--- WHAT THE EXERCISE ASKS ---
If a line in the records contains the string "below", show that line.

--- Natural language region descriptions ---
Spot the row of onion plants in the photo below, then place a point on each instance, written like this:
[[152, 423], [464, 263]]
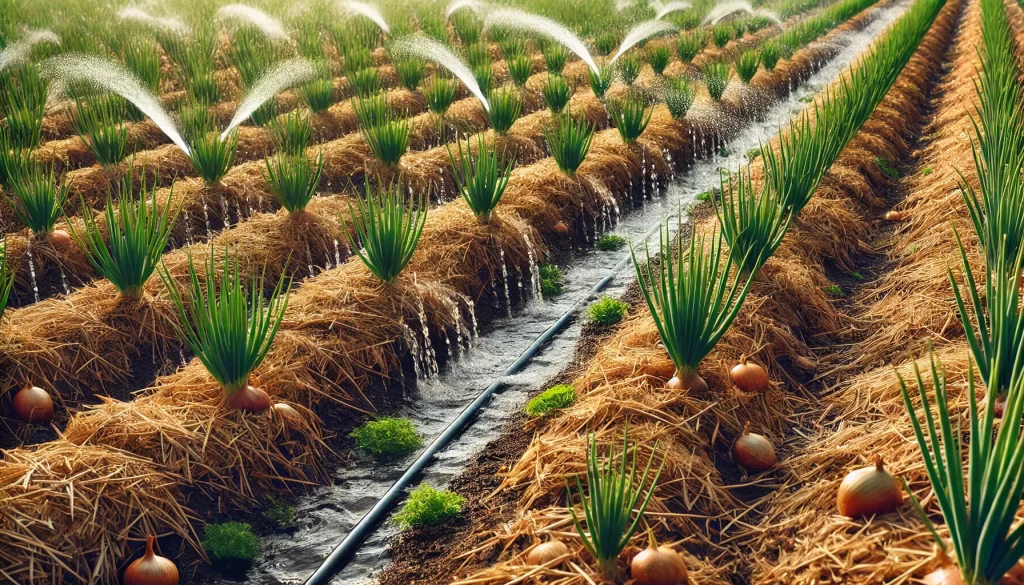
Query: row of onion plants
[[980, 505]]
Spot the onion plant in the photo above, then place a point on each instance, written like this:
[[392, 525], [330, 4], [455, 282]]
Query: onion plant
[[98, 124], [690, 44], [512, 46], [228, 326], [293, 179], [505, 108], [631, 117], [679, 97], [980, 504], [556, 93], [520, 68], [24, 102], [6, 278], [555, 55], [568, 139], [411, 73], [770, 55], [615, 489], [477, 54], [691, 297], [717, 79], [317, 94], [211, 157], [467, 27], [481, 177], [629, 69], [126, 250], [291, 133], [753, 221], [721, 35], [365, 82], [600, 81], [658, 57], [39, 196], [387, 136], [484, 76], [388, 224], [747, 66]]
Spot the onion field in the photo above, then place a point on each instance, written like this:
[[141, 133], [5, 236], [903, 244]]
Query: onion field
[[497, 292]]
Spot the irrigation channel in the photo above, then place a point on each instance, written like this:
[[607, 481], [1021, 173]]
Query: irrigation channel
[[328, 514]]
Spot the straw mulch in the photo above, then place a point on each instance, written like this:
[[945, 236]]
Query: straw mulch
[[183, 425], [626, 382], [74, 512]]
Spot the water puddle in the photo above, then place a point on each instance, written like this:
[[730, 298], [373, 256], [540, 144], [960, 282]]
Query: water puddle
[[328, 514]]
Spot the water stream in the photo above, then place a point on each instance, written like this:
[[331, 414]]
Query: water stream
[[327, 515]]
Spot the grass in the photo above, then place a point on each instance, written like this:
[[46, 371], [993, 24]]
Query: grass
[[717, 79], [607, 311], [770, 55], [127, 249], [555, 398], [229, 327], [747, 66], [552, 280], [721, 35], [555, 55], [569, 140], [39, 196], [679, 97], [691, 297], [601, 80], [505, 108], [429, 506], [556, 93], [614, 491], [386, 436], [658, 57], [753, 221], [388, 139], [388, 224], [610, 243], [365, 82], [689, 45], [291, 133], [211, 157], [98, 123], [411, 73], [630, 116], [629, 69], [481, 177], [230, 542], [520, 68], [439, 93], [293, 179]]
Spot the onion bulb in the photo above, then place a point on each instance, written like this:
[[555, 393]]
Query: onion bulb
[[249, 399], [690, 381], [753, 452], [657, 566], [152, 569], [33, 405], [869, 491], [749, 377], [59, 239], [291, 416], [547, 551]]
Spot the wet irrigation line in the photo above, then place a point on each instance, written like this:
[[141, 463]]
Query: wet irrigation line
[[343, 535]]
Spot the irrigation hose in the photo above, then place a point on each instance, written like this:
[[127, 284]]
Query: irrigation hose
[[346, 549]]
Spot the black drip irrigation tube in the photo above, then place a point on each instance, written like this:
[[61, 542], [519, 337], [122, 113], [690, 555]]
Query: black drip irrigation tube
[[346, 549]]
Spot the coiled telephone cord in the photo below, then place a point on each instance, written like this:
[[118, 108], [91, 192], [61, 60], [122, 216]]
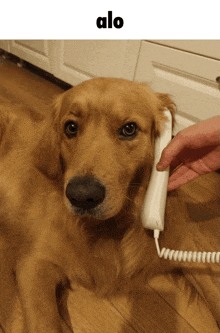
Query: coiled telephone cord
[[204, 257]]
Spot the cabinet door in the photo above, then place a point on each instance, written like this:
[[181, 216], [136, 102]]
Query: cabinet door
[[189, 78], [37, 52], [79, 60], [5, 45]]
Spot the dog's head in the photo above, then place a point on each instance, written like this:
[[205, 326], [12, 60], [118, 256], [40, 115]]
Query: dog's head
[[105, 132]]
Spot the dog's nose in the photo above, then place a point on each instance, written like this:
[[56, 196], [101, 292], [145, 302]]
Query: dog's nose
[[85, 192]]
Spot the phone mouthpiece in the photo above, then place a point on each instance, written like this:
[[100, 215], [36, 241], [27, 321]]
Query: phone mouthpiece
[[155, 199]]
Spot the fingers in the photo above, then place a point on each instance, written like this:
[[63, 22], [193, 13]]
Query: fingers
[[180, 177], [170, 153]]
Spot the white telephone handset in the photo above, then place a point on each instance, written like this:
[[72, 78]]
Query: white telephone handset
[[154, 204], [155, 198]]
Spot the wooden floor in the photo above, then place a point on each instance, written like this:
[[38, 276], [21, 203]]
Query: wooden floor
[[90, 314]]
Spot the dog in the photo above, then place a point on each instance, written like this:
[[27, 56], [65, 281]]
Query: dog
[[72, 188]]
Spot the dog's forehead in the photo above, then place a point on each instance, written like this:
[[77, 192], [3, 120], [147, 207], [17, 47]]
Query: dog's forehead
[[117, 96]]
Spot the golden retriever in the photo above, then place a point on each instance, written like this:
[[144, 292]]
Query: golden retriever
[[71, 189]]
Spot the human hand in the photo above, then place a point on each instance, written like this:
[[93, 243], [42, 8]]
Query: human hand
[[194, 151]]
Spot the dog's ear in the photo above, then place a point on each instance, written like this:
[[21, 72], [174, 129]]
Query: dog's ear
[[47, 153], [165, 102]]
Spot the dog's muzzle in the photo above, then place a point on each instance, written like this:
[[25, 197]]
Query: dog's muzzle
[[85, 193]]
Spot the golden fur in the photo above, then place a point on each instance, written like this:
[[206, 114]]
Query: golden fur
[[45, 243]]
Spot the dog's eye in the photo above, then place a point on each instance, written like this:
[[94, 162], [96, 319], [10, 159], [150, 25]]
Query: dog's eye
[[70, 128], [129, 130]]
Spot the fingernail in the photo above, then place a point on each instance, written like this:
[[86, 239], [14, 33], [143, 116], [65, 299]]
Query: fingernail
[[160, 166]]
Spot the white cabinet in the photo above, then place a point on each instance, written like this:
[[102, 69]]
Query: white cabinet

--- SOLVED EXERCISE ---
Spot the row of onion plants in the photo below, then place a point on each instance, written like this:
Spot the coiled telephone cord in the photo below, then place a point on each instance, written like this:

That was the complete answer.